## Problem requirements
Take the entries below and retype them word for word, excluding the images.
━━━━━━━━
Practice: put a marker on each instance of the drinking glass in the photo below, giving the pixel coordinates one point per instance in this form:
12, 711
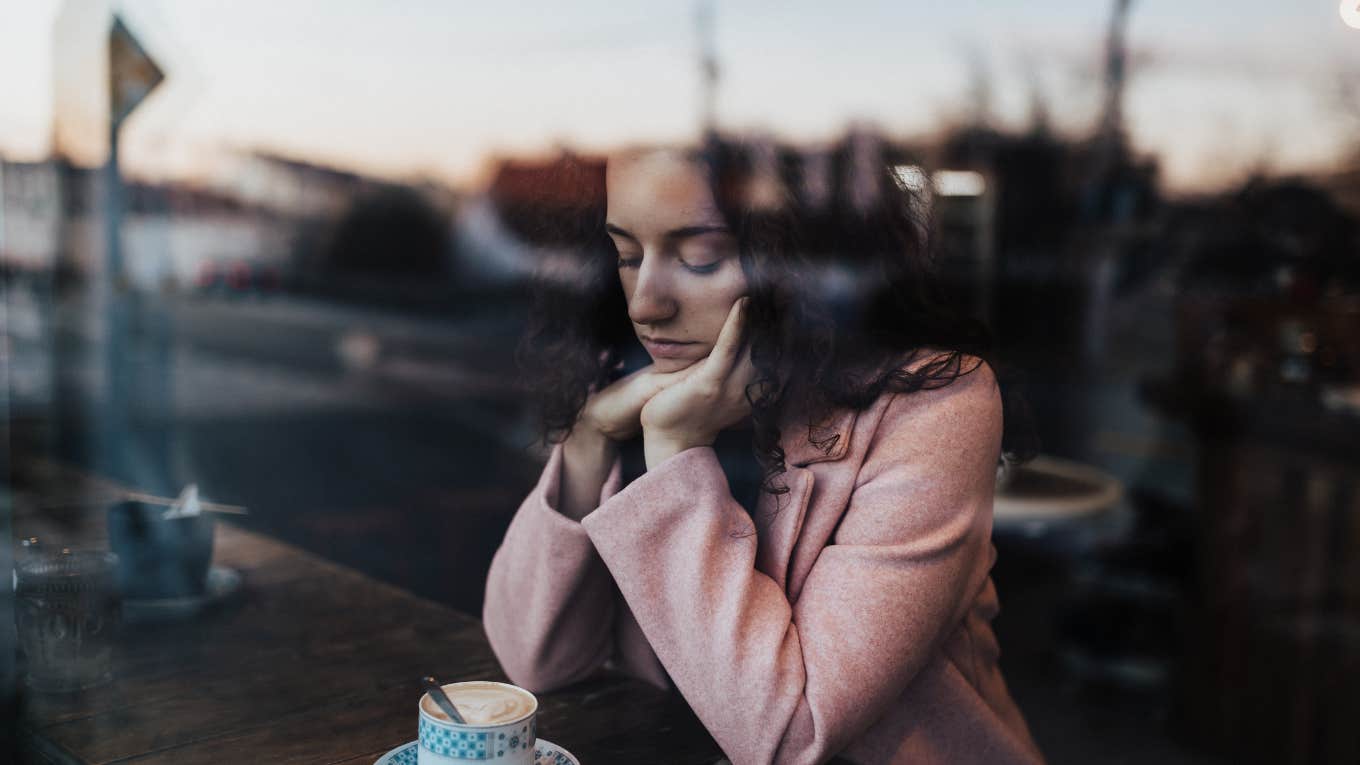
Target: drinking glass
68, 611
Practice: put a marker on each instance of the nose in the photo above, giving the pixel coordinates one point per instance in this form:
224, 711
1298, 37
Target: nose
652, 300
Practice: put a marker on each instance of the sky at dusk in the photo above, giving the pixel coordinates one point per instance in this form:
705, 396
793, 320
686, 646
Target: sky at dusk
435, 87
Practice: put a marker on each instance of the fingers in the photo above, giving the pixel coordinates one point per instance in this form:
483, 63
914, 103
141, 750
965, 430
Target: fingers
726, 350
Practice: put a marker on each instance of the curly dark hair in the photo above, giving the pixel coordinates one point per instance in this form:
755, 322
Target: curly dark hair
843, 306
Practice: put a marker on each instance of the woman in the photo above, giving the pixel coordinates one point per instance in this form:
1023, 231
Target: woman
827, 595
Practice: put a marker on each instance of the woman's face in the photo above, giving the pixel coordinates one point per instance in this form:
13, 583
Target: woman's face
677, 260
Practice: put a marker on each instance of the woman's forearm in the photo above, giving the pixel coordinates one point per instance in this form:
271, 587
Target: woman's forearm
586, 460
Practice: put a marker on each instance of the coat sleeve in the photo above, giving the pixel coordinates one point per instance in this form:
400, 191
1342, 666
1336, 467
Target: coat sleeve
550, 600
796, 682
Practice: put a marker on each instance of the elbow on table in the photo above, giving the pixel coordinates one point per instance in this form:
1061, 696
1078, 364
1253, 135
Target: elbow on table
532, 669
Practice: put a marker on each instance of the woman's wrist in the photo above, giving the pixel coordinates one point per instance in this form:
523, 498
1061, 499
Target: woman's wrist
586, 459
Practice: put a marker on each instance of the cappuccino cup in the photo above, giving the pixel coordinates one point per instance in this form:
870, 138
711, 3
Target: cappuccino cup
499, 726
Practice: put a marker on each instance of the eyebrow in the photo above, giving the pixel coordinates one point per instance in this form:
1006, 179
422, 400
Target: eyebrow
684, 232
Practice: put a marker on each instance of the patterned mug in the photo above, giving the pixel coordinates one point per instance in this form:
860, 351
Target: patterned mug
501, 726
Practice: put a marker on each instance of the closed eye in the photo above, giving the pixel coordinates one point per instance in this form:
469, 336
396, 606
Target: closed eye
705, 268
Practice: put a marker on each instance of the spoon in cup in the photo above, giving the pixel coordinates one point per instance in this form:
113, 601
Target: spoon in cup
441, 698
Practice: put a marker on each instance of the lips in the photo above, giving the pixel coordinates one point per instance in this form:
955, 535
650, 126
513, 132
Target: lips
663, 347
━━━━━━━━
## Response area
Practice: put a marker on each instance of the drinking glass in the photo below, giving the pixel coordinates one point per instance in this form:
12, 711
Target: drinking glass
68, 611
Practice: put a marker on each instance of the nose in the photo above, giving the pixel coordinates one point per instance in this form:
224, 711
1298, 37
Target: nose
652, 300
Practice: put a marker on each instance of the sky at dusk in the photo above, giving the pixel coordinates one point per instance in this form:
705, 396
793, 320
686, 646
Target: sky at dusk
435, 87
Practice: put a marker on each instance of the fingers in the photo above, giving the pixel coordinates one point per instance in this form:
483, 63
914, 103
141, 750
965, 430
Target: fingers
726, 350
Practice: put a marker on each instance of the curly dark hair in the photo above, giving the pixel coordinates one point per instance in this form:
755, 322
Target: curly dark hair
843, 306
Practice: put a marker on each instance of the woman in the photo above, giving the pixel coordinates one point per instance in this form:
1023, 231
Target: woman
827, 595
Practice: put a marker on each instance of the woman's face in the photo above, giving the pixel coordinates one point per instance in this form:
13, 583
Target: woman's face
677, 260
Practice: put a marker on each instance of the woman's forearm in the photo above, giving the pixel coordinates one point per instance in this form:
271, 587
Target: woman's forearm
586, 460
Practice: put a marker on each instance of the coat sleeve in the photo above, giving the pixel coordinates one point per instance in this form:
400, 191
1342, 666
1336, 467
Target: coat sleeve
550, 600
796, 682
Practice: put a marker on each instance of the elbow on table in the photo above, giving the pixel coordinates one point per instance in this form:
1061, 696
1078, 364
1253, 135
Target: elbow on table
532, 669
Practice: put a marker on each instance of the woman's wrist in the photo above, giving the pixel coordinates one point per instance in this form:
523, 498
1061, 499
Target: woman's wrist
586, 459
Practice: put a marker on each instance of the cappuccino cup in the photo above, giving the pixel coordinates one point per instance in this form:
870, 138
711, 3
Target: cappuccino cup
499, 726
Practice: put a marker on each instance of the eyebrow in the photo above, giving the pixel coordinates one point per instance in this form:
1006, 179
422, 400
Target: eyebrow
684, 232
Practice: put a marker on each instance of the patterned mug in the photo above, giving the pixel coordinates one point per instance in this form:
860, 351
Target: patterned mug
501, 726
Practice: put a marker on each instance of the closed eye in the photo above, giving the pixel coordinates one point per instance in this form:
469, 336
396, 606
Target: closed eye
705, 268
Practice: put a marker on each instance of the spoon in cup in the photo above, giving the pixel coordinates one point per instance in this form:
113, 601
Target: spoon in cup
441, 698
Practice: put a marker on each instance of the lips in the photo above, giving the pixel coordinates one point per instance in this form:
955, 535
650, 126
513, 132
Target: lips
663, 347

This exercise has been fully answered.